-- EXERCISE DETAILS --
Find and copy each line of the records where the string "below" shows up.

-- GIVEN INFORMATION --

Start of Block

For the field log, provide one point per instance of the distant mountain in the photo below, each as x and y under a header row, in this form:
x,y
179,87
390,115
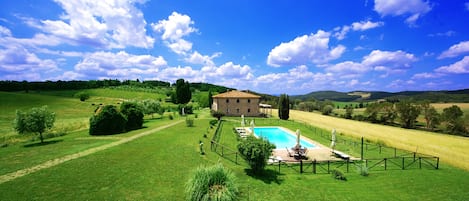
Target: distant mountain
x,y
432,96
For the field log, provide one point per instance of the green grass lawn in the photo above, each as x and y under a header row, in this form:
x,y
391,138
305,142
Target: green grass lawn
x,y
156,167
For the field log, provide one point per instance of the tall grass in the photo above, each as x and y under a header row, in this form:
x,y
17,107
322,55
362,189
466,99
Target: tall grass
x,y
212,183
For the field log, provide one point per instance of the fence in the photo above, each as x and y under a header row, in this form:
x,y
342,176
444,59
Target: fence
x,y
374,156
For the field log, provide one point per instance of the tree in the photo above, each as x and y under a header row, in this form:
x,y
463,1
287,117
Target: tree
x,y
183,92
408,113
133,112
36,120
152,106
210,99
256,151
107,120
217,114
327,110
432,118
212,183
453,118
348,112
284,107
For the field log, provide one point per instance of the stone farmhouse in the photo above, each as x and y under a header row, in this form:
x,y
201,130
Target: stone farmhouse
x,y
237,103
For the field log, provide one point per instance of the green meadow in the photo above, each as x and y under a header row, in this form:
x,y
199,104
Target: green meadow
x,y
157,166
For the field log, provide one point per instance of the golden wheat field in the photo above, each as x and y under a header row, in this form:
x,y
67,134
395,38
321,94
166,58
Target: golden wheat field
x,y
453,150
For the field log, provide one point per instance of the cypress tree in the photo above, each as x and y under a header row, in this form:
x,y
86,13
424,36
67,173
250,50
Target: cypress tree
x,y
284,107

End of Block
Start of Block

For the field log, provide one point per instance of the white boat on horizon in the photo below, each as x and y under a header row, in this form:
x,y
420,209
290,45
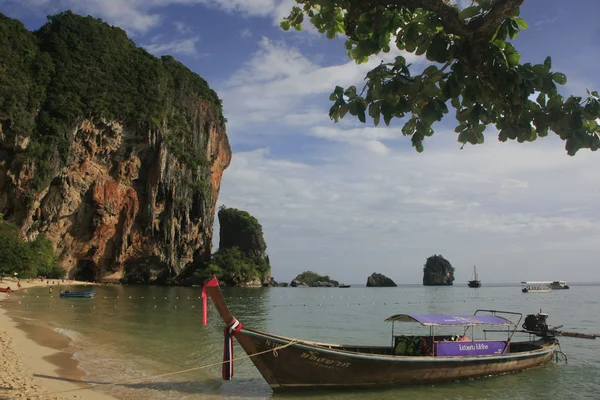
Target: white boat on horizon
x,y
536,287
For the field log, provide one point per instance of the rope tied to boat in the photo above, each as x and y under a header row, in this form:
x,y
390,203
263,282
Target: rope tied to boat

End of Block

-- OUTPUT FOR THIS TASK --
For the field log, provide one point per instance of the distant mountain in the photo below, each as x and y under a header row, in this form:
For the field log, provide one point per instance of the white boat on horizon in the photo below, each as x and y under a header row, in this form:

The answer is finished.